**Stated problem**.
From the entries below, pull out every line that contains the string "much", matching case exactly.

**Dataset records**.

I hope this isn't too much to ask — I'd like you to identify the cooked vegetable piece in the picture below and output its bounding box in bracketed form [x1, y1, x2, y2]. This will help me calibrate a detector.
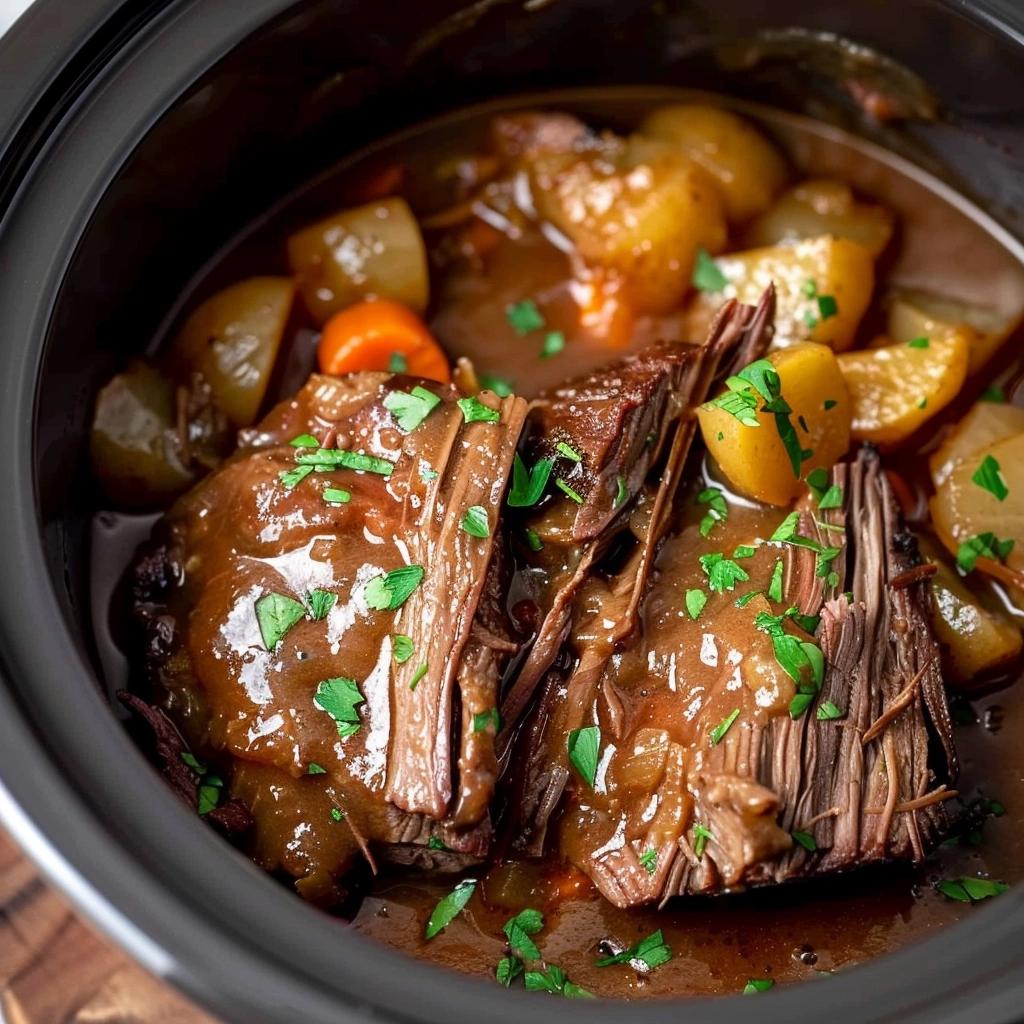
[697, 342, 852, 505]
[640, 103, 782, 223]
[839, 333, 968, 447]
[743, 178, 893, 259]
[316, 299, 452, 384]
[923, 547, 1022, 689]
[90, 361, 194, 508]
[530, 143, 726, 312]
[288, 198, 429, 324]
[690, 237, 874, 352]
[928, 401, 1024, 487]
[172, 278, 295, 427]
[887, 290, 1024, 374]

**Complete response**.
I hope this isn't too much to ask — I'd like you to identify the cooked vegetable piece in the picture below and output its bounding box in bracketed form [x1, y1, x2, y2]. This will help me calibrate a detector.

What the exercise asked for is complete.